Problem to solve: Apart from the pictures, every entry below should be repeated exactly.

Records to use:
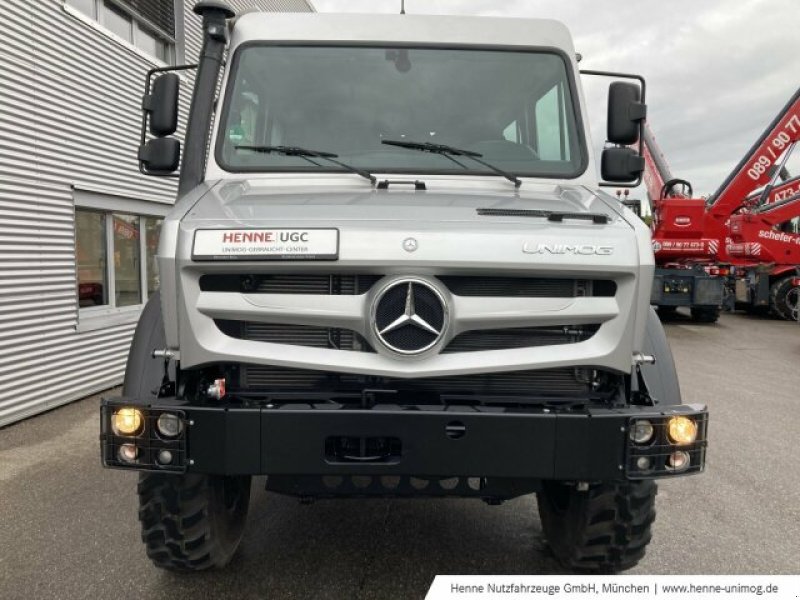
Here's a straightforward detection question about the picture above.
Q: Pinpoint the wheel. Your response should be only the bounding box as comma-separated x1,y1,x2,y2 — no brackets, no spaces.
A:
770,276,799,321
138,473,252,571
125,293,252,571
537,480,657,573
690,306,720,323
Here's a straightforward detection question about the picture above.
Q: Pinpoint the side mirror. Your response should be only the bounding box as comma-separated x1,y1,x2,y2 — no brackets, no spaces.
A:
144,73,179,136
139,138,181,174
607,81,646,145
601,147,645,182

Solution to the exercise:
Here's a straightforward detection question about the picture above.
Q: Pinpoint the wheel. Your response should be only the bounding box as comma-separated x1,y1,x2,y2 — no brackets, no spaces.
A:
770,276,799,321
138,473,252,571
125,293,252,571
537,480,657,573
690,306,720,323
Here's a straightforward detection question about the picture above.
Q: Pinpoint the side mirror. Your response should be only the bounding box as comma-separated x1,y1,x2,y2 — no brackets, no spaces.
A:
144,73,179,136
139,138,181,174
607,81,646,145
601,147,645,182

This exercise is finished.